### TEXTE PRÉSENTÉ

Pour toutes ces raisons, oui l’Afrique a des ennuis ou l’Afrique est dans des ennuis, donc l’Afrique est dans la merde. Ça on peut le dire comme ça. Quoi de plus évidentissime ? Je suis en phase avec vous. Sauf que ce n’est pas ça ce que dit Trump, ce n’est pas le contexte.
Donald Trump ne dit pas que la Salvador, Haïti et des pays d’Afrique sont dans la merde. Si c’est cela qu’il disait quel que soit le contexte, le ton qu’il aurait employé, je ne vois pas une seule personne choquée a fortiori réagir. Le chef de la Maison Blanche dit plutôt que ces Etats sont «des pays de merde».

######
### DONNÉES FOURNIES

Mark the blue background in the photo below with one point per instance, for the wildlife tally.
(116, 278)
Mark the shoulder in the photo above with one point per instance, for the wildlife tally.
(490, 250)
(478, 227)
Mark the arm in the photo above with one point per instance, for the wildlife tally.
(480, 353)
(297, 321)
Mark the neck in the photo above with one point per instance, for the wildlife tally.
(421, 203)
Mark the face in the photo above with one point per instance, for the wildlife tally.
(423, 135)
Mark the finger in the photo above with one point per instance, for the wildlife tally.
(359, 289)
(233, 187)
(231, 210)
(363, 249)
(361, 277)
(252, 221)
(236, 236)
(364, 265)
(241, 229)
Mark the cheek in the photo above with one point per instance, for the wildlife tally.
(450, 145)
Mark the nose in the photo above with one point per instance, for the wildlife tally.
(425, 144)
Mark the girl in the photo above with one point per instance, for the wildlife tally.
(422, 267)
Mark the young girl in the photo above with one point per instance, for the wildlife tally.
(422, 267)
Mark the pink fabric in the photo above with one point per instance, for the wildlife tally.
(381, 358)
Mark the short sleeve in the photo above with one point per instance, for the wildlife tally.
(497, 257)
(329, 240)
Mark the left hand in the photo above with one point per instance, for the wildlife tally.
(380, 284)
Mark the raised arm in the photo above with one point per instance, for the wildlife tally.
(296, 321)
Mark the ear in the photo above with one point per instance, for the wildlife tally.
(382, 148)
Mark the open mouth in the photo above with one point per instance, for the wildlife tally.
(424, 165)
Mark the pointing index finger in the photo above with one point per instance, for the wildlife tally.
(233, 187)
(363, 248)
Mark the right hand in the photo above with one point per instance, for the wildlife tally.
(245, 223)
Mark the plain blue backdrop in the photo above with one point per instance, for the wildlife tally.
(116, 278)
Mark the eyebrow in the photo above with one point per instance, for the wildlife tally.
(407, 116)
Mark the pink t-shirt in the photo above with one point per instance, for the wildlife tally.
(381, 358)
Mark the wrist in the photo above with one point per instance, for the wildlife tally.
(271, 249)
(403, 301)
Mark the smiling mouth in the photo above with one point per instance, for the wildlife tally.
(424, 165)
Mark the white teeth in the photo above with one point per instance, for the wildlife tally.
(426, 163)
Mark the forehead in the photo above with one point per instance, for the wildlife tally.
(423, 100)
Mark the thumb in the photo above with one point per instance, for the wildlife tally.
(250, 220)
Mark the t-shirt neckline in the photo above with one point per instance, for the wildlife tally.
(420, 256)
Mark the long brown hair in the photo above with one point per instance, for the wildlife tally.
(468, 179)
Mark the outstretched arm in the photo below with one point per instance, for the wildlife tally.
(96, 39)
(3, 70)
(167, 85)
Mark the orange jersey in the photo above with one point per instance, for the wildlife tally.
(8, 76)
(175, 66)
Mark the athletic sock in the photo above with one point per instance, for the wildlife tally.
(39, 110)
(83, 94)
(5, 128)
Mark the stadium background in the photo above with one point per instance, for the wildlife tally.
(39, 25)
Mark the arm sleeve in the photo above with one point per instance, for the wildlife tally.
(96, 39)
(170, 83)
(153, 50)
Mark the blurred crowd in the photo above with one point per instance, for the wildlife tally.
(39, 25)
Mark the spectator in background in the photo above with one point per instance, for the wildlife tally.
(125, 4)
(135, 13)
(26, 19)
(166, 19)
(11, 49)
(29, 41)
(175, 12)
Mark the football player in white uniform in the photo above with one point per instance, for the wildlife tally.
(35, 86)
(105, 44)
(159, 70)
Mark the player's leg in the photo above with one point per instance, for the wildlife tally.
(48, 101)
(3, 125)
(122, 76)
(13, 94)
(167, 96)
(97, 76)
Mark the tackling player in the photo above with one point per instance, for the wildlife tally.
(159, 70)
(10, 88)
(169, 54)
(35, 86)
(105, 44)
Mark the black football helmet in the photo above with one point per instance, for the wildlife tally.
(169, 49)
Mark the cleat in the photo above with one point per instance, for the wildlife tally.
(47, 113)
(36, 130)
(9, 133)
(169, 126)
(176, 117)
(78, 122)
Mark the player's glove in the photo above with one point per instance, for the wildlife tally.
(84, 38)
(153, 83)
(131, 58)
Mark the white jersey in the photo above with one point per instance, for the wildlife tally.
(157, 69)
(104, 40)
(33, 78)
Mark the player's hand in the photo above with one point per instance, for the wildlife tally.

######

*CONSIGNE*:
Extrayez mot pour mot, du texte consacré aux propos de Donald Trump, le passage qui va de « Pour toutes ces » jusqu'à « pas le contexte. » inclus.

*RÉPONSE RÉDIGÉE*:
Pour toutes ces raisons, oui l’Afrique a des ennuis ou l’Afrique est dans des ennuis, donc l’Afrique est dans la merde. Ça on peut le dire comme ça. Quoi de plus évidentissime ? Je suis en phase avec vous. Sauf que ce n’est pas ça ce que dit Trump, ce n’est pas le contexte.